Work to be completed: Carry on the proposal below for splitting GCC's gcc/ directory into modules, picking up after its last sentence.

Supplied passage:
The gcc/ directory would be modularized using the different Intermediate Languages (IL) as the main separators. This means the creation of libgeneric, libgimple and librtl. However, there are other major pieces of functionality that should also be moved into their own modules. The various modules will live under a sub-directory of gcc/ (at least initially). The following is the proposed organization of the gcc/ directory (this does not include the existing directories):
- driver/ - The gcc driver.
- generic/ - Tree files.
- gimple/ - Gimple generation, analysis and optimization.
- graphite/ - Gimple represented as polyhedra, loop optimizations.
- ipa/ - Callgraph manager and IPA analysis/optimization.
- rtl/ - RTL code generation and optimization.
- diagnostic/ - Generic diagnostic routines.
- cfg/ - Control Flow Graph routines.
- openmp/ - OpenMP implementation.
Each directory will export a library and a set of include files that define its interface. Every other module that wants to use its services will only be able to talk to it via the published interface.

Information supplied:

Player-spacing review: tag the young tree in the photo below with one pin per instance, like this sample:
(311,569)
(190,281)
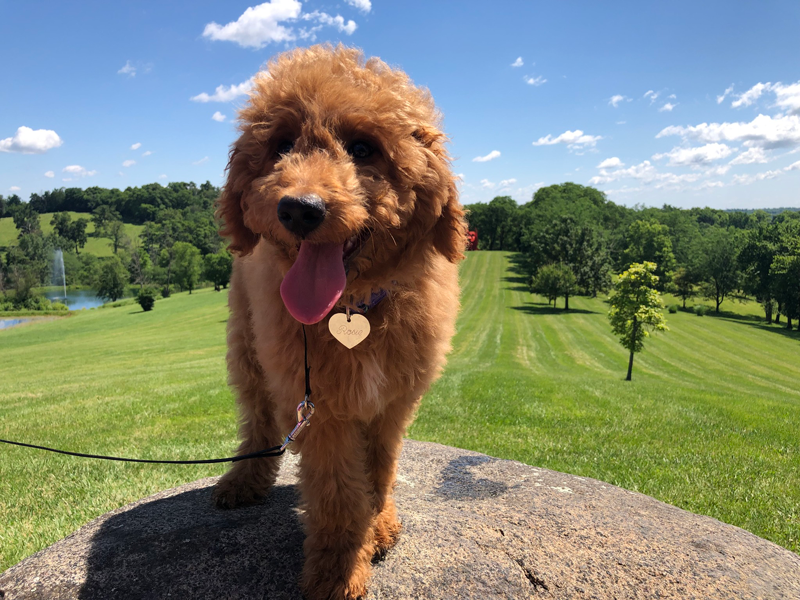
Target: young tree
(555,280)
(112,279)
(719,265)
(217,268)
(635,308)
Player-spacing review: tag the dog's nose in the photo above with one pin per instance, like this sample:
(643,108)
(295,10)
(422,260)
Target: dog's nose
(301,215)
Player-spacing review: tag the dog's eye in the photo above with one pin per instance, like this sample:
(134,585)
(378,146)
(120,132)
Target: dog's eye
(360,150)
(284,147)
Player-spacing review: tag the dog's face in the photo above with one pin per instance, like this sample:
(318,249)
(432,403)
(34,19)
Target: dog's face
(341,166)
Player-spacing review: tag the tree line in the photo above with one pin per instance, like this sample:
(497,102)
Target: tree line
(571,239)
(178,247)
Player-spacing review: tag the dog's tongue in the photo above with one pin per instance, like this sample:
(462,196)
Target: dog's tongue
(315,282)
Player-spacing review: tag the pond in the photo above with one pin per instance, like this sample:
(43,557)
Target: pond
(6,323)
(77,299)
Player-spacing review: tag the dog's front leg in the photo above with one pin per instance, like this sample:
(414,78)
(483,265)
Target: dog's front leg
(248,481)
(338,512)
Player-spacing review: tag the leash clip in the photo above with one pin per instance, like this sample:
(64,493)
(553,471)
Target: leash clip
(305,410)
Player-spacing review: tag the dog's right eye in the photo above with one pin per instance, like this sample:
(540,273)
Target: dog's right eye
(284,147)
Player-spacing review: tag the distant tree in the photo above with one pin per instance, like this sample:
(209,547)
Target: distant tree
(217,268)
(188,265)
(719,265)
(553,281)
(636,308)
(649,241)
(112,279)
(26,220)
(684,281)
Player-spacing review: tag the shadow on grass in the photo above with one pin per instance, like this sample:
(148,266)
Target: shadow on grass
(536,308)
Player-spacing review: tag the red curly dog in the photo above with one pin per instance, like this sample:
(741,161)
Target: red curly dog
(339,190)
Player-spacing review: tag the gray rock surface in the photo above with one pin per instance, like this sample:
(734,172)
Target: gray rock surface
(474,527)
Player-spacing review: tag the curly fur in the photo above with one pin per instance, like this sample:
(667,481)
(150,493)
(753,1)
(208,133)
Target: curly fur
(403,202)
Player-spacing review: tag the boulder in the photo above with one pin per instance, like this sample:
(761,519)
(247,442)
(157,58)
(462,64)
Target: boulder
(473,527)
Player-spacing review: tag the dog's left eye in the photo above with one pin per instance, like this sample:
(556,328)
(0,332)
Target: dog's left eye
(360,150)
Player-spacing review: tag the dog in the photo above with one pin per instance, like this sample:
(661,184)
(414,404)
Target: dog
(339,198)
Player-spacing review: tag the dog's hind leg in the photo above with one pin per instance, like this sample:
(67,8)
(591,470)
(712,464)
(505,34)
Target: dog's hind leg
(385,441)
(248,481)
(338,514)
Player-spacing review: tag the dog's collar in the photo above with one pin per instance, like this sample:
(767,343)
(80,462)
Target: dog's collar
(365,306)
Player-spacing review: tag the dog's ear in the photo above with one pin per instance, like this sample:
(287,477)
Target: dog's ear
(450,231)
(230,208)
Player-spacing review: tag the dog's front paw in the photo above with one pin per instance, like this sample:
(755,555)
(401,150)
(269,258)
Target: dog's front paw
(232,491)
(387,532)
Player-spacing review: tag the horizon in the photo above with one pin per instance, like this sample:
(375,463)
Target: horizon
(685,105)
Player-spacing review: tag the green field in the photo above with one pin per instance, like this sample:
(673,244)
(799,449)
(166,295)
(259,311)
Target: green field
(94,245)
(709,422)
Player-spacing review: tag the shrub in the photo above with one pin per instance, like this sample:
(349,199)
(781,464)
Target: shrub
(146,299)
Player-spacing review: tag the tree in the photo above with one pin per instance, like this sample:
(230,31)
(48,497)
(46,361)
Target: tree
(684,281)
(188,265)
(649,241)
(217,268)
(636,308)
(555,280)
(112,279)
(719,265)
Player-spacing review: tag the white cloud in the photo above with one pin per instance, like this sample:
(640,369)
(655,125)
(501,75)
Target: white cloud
(326,19)
(225,94)
(788,97)
(615,100)
(30,141)
(748,179)
(258,25)
(129,69)
(575,140)
(611,163)
(535,81)
(491,156)
(793,167)
(751,95)
(752,156)
(652,95)
(721,99)
(77,171)
(362,5)
(701,155)
(764,131)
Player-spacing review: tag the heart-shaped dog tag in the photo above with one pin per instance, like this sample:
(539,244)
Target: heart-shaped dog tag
(350,333)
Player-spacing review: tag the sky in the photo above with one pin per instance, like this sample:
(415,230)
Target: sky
(680,103)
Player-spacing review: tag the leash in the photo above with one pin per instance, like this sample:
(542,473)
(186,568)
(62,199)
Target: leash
(305,410)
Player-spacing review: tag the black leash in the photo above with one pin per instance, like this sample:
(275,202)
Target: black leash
(275,451)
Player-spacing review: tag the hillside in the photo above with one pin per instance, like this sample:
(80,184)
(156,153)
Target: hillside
(94,245)
(708,423)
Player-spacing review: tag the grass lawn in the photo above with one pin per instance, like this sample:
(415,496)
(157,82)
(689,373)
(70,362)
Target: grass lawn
(94,245)
(709,422)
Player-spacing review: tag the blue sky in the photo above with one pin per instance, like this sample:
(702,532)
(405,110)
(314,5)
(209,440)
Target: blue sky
(686,103)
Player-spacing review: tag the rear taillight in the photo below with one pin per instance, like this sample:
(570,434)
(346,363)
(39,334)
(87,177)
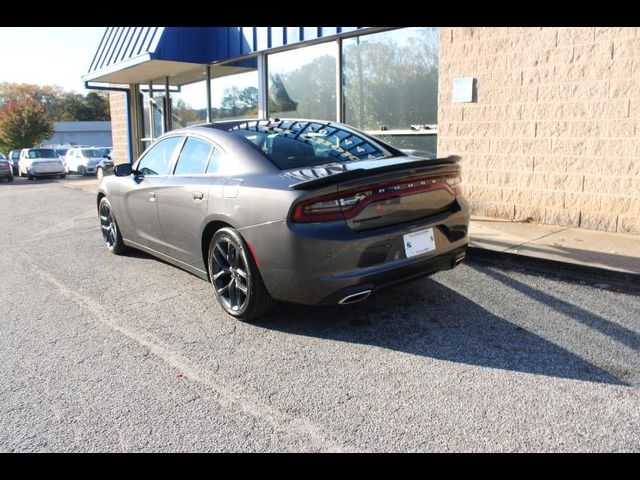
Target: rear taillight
(348,204)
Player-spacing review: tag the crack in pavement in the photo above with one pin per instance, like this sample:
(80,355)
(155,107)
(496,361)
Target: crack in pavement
(227,397)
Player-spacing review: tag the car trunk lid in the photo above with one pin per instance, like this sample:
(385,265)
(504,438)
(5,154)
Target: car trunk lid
(378,194)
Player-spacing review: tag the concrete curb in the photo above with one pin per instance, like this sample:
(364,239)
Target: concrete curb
(595,276)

Response:
TODO: Propose which files should go in each directory and define the interfaces.
-- ManuelLópezIbáñez 2010-05-15 20:37:04 We should document the desired and the undesired [!] dependencies. The main hurdle for me to help make GCC more modular is autotools. I tried to move line-map out of libcpp. This should be trivial because line-map does not have any dependencies but it was impossible to get the autotools magic right. So I gave up.
-- RichardGuenther 2010-06-06 14:37:00 As several of the desired modules are tied together via dependencies on tree separating them out to directories should be not priority. I do agree with c/ and driver/. And I would add lib/ for stuff like sbitmap.
- c/ : Depends: ??? Dependants: ???
- driver/ : Depends: ??? Dependants: ???
- generic/ : Depends: ??? Dependants: ???
- gimple/ : Depends: ??? Dependants: ???
- graphite/: Depends:? Dependants: ???
- graphite-poly.h - Main interface for the polyhedral representation.
- ipa/ : Depends: ??? Dependants: ???
- rtl/ : Depends: ??? Dependants: ???
diagnostic/ : Depends: location, opts, langhooks!, tree!, plugins!. Dependants: Almost everything except libcpp? Work is ongoing to break most of these dependencies, see e.g. this patch to disentangle diagnostics from trees. More to follow.
- diagnostic.h: Interface.
- pretty-printer.h: Internal? Interface?
- cfg/ : Depends: ??? Dependants: ???
- openmp/ : Depends: ??? Dependants: ???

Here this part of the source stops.